━━━━━ Texto seleccionado
Sí, en cambio, hubo un tribunal que puso la firma a la condena del soldado que proporcionó las comunicaciones reservadas del Departamento del Estado a la organización WikiLeaks. El informante fue condenado el miércoles a 35 años de prisión, tras un proceso irregular en la Justicia militar norteamericana, según consideraron reconocidas organizaciones de derechos humanos.
Si bien resulta razonable que sea penada la divulgación indebida de cientos de miles de documentos que dejan al desnudo la política exterior de un país, se presenta una contradicción en cuanto al monto de la pena.Bradley Manning, o Chelsea, como la infidente se rebautizó ayer, pasará, con suerte, un mínimo de nueve años en la cárcel. Frank Wuterich, un sargento que ordenó a su patrulla matar a 24 civiles inocentes, varios de ellos mujeres y niños, en la localidad iraquí de Haditha, en noviembre de 2005, recibió en 2012 una condena de reducción de dos tercios de su sueldo durante tres meses y se lo degradó a soldado raso. Otros siete militares que perpetraron la masacre, uno de los cuales admitió haber orinado sobre los cadáveres, fueron exculpados.
━━━━━━━━━━
━━━━━ Extracto de datos
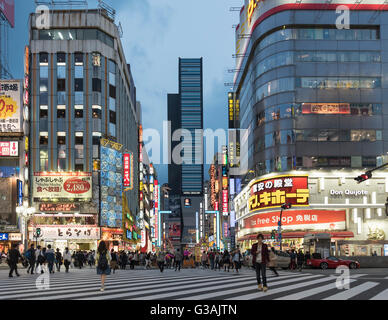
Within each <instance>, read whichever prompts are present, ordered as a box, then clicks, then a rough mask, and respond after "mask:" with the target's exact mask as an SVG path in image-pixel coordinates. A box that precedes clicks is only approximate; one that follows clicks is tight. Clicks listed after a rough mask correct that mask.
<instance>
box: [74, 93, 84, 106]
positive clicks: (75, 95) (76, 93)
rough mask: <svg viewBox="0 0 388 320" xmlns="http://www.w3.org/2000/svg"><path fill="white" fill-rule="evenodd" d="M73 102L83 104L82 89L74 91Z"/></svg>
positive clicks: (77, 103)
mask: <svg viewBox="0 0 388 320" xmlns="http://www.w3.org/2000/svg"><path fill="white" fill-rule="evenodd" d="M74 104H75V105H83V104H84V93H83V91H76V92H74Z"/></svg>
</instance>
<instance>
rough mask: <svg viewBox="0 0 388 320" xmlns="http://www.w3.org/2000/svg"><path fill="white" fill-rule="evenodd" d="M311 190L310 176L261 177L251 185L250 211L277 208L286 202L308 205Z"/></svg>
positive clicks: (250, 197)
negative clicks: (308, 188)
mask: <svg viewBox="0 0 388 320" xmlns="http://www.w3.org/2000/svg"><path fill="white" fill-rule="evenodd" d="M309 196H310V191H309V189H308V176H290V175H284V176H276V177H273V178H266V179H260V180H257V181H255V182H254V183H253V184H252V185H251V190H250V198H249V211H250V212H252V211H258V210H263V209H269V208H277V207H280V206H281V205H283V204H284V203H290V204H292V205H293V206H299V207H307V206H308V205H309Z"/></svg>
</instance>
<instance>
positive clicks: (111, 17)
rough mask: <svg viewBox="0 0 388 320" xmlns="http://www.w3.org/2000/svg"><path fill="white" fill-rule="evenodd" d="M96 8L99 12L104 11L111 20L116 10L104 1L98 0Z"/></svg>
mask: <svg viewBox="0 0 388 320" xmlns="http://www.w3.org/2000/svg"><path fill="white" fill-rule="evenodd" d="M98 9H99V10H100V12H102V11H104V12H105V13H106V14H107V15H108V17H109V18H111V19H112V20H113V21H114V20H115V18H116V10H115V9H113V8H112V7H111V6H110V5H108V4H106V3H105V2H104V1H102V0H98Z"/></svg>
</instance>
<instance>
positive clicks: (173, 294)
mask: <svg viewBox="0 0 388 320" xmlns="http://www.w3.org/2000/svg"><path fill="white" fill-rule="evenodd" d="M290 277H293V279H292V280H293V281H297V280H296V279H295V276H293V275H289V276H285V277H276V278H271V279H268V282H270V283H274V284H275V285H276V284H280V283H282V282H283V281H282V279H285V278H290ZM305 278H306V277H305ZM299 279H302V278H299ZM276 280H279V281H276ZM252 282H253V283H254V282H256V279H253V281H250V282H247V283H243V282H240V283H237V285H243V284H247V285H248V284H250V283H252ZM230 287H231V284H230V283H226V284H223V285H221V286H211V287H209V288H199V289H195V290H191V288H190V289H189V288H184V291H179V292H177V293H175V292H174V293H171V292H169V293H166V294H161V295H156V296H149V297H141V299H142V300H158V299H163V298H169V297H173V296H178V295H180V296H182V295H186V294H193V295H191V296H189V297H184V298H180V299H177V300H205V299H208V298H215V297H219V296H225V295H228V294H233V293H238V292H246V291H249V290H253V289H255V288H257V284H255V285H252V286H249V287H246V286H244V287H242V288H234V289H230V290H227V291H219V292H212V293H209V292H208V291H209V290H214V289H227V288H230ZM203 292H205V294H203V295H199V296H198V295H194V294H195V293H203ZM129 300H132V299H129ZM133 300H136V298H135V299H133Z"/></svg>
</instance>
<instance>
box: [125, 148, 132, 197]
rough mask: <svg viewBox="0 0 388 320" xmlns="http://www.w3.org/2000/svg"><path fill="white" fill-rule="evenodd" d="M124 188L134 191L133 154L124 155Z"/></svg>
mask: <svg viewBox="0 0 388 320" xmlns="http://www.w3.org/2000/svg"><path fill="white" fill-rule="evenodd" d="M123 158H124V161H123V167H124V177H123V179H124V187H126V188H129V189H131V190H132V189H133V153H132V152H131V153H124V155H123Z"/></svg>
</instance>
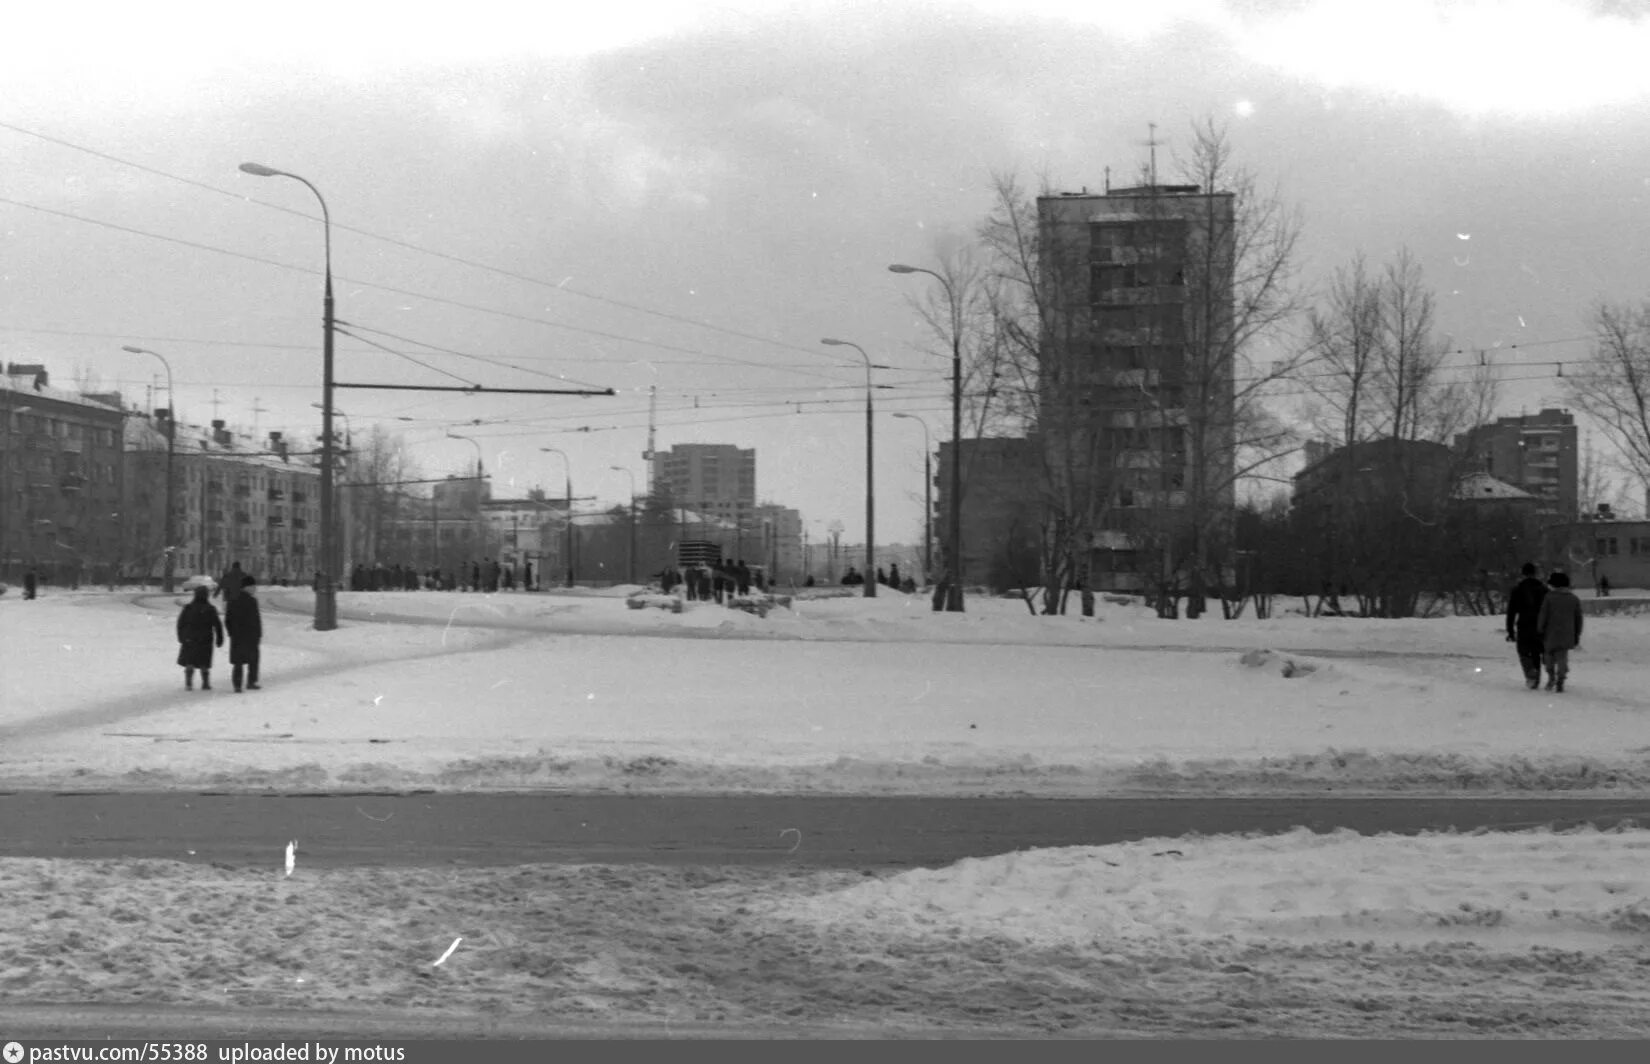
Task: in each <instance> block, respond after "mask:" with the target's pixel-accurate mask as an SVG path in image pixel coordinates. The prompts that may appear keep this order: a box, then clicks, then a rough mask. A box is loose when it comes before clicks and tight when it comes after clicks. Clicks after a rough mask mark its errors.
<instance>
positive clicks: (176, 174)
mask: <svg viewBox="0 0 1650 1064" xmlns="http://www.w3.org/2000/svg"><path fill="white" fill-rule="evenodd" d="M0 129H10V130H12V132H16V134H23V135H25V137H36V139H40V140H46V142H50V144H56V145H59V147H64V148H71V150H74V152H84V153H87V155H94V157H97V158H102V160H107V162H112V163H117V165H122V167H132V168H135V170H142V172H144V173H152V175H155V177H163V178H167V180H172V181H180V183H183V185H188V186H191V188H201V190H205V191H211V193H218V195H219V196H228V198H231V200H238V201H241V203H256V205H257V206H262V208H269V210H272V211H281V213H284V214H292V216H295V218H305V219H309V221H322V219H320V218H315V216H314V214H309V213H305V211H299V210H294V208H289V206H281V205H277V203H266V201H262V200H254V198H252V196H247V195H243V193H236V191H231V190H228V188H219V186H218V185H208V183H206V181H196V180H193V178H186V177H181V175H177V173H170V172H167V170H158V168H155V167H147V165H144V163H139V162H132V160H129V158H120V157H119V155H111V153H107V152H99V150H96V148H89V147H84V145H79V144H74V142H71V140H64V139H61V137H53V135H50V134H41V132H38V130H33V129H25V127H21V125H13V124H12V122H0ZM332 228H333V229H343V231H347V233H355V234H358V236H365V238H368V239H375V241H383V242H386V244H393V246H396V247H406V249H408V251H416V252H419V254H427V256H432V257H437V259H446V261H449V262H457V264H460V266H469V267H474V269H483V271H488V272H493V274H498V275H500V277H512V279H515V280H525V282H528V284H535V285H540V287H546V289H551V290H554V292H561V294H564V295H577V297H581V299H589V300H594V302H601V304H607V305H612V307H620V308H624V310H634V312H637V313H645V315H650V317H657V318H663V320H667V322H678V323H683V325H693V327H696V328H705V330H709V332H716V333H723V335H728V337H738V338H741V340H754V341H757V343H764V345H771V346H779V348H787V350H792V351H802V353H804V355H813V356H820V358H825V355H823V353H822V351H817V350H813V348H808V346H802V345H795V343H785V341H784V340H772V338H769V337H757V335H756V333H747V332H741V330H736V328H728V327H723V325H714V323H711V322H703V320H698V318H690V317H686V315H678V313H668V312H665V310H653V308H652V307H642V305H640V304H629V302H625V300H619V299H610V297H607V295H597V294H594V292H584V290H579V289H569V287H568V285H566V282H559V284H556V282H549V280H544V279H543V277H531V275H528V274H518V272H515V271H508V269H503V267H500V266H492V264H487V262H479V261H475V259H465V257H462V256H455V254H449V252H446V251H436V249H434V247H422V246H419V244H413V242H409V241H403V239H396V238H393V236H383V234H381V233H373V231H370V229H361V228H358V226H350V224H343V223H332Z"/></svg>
━━━━━━━━━━
━━━━━ Extracto de datos
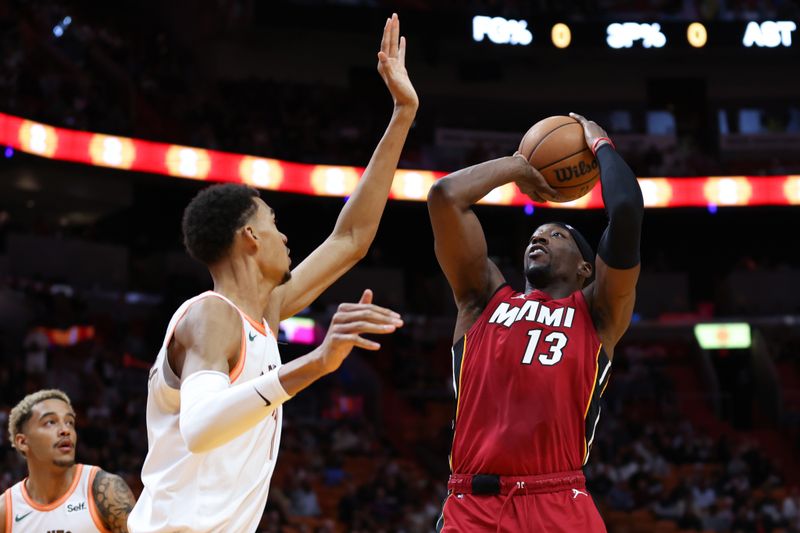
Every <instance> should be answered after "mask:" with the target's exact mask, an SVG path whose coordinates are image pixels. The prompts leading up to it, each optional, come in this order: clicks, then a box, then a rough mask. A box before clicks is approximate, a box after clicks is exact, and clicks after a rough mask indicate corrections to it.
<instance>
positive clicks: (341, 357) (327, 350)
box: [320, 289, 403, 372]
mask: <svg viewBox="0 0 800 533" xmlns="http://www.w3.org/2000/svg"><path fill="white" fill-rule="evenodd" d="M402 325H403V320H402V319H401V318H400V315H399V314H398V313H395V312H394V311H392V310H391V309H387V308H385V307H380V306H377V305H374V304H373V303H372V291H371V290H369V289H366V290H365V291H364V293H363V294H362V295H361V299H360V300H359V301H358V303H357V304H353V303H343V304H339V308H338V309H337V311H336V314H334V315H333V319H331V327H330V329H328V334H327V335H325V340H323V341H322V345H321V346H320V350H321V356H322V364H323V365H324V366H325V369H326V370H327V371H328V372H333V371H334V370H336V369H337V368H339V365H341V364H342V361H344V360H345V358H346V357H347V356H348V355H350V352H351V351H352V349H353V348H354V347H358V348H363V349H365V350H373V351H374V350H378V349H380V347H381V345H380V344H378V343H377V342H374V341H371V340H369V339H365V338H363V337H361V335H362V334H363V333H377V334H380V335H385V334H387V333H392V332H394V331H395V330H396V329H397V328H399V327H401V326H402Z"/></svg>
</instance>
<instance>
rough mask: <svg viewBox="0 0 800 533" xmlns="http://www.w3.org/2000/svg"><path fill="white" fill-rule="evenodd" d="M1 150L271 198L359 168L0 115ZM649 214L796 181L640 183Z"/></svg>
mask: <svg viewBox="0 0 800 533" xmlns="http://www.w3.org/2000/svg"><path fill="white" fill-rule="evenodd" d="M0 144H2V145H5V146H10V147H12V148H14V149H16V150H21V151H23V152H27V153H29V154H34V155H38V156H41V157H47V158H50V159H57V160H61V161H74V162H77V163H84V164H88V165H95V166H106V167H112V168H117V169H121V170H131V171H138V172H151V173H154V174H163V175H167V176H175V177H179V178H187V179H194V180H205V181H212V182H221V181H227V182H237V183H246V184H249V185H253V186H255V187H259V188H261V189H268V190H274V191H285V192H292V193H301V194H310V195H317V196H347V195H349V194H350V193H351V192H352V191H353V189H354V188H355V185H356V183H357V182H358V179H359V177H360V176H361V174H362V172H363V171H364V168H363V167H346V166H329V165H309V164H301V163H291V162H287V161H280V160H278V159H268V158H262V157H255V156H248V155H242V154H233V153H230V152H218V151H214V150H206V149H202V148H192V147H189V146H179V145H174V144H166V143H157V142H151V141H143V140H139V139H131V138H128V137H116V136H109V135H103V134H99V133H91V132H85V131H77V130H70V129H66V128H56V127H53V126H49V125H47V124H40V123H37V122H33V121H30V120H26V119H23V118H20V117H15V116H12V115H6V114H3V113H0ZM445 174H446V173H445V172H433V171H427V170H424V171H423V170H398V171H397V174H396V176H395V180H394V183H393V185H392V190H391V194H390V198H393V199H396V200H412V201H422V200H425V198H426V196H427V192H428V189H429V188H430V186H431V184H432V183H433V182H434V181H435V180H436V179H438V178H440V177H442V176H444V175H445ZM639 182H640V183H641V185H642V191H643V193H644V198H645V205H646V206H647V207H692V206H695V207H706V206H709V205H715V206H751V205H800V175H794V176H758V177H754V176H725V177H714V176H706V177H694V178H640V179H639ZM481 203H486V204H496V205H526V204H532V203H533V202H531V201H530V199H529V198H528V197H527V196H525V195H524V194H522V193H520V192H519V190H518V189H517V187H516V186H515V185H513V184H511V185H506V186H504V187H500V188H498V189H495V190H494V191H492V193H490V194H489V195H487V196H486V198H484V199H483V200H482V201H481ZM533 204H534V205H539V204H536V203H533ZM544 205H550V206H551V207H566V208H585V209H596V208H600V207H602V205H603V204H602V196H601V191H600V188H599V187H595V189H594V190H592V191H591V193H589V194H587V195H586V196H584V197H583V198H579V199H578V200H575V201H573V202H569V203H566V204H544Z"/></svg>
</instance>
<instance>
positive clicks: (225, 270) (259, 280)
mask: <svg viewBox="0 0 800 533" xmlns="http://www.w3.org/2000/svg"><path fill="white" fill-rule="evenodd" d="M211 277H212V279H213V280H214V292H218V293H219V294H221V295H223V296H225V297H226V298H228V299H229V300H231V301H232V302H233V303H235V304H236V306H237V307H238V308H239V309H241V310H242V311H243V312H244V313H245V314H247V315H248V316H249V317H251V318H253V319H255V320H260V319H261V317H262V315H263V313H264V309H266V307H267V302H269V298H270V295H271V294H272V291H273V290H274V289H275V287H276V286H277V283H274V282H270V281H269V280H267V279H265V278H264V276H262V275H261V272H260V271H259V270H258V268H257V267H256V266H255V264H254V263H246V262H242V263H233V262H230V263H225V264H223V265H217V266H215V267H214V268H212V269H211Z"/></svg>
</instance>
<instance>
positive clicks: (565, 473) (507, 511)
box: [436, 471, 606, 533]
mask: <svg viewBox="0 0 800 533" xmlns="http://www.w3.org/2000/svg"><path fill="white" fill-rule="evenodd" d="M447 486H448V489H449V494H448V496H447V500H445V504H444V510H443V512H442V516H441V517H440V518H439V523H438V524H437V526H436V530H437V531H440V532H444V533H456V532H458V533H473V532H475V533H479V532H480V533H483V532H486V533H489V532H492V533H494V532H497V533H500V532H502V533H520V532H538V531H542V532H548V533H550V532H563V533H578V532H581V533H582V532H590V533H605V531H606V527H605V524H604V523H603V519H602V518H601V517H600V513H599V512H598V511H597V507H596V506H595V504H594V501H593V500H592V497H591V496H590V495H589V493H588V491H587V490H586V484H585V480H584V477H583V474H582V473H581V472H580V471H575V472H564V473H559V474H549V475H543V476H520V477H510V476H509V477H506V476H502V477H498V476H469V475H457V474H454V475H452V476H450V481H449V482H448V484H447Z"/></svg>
━━━━━━━━━━
→ Explorar el material:
1 - Transcribe el texto sobre la condena de Manning entre "Si bien resulta" y "cadáveres, fueron exculpados.", ambos incluidos.
2 - Prosigue el texto sobre la condena de Manning a partir de su última oración.
El listado procede de una fuente distinta a la del texto.

→ Resultados del ejercicio:
1 -
Si bien resulta razonable que sea penada la divulgación indebida de cientos de miles de documentos que dejan al desnudo la política exterior de un país, se presenta una contradicción en cuanto al monto de la pena.Bradley Manning, o Chelsea, como la infidente se rebautizó ayer, pasará, con suerte, un mínimo de nueve años en la cárcel. Frank Wuterich, un sargento que ordenó a su patrulla matar a 24 civiles inocentes, varios de ellos mujeres y niños, en la localidad iraquí de Haditha, en noviembre de 2005, recibió en 2012 una condena de reducción de dos tercios de su sueldo durante tres meses y se lo degradó a soldado raso. Otros siete militares que perpetraron la masacre, uno de los cuales admitió haber orinado sobre los cadáveres, fueron exculpados.

2 -
El vale todo global que se reeditó semanas atrás se disparó cuando un excontratado por la CIA, Edward Snowden, dio a conocer un masivo espionaje que perfora cualquier estándar de privacidad de países democráticos. La inversión económica, el volumen de información y el personal involucrado (punto sensible que conspiró y conspirará contra la pretendida confidencialidad) son astronómicos. La última información de The Wall Street Journal es que la Agencia de Seguridad Nacional (NSA) tiene capacidad para supervisar el 75% del tráfico mundial de Internet. Facebook (me gusta), Google y compañía, se sabe, ofrecen toda la colaboración requerida.
Con tamaña capacidad instalada, resulta obvio que los fines del espionaje exceden con creces cualquier hipótesis de terrorismo. De hecho, las pruebas indican que el blanco de inteligencia fueron (son) también ciudadanos norteamericanos y, especialmente, de países amigos de Europa. Nadie se enojó demasiado cuando algunos detalles pintorescos salieron a la luz y todos continuaron a la caza de Snowden. Al fin y al cabo, como dijo la Casa Blanca, todos espían.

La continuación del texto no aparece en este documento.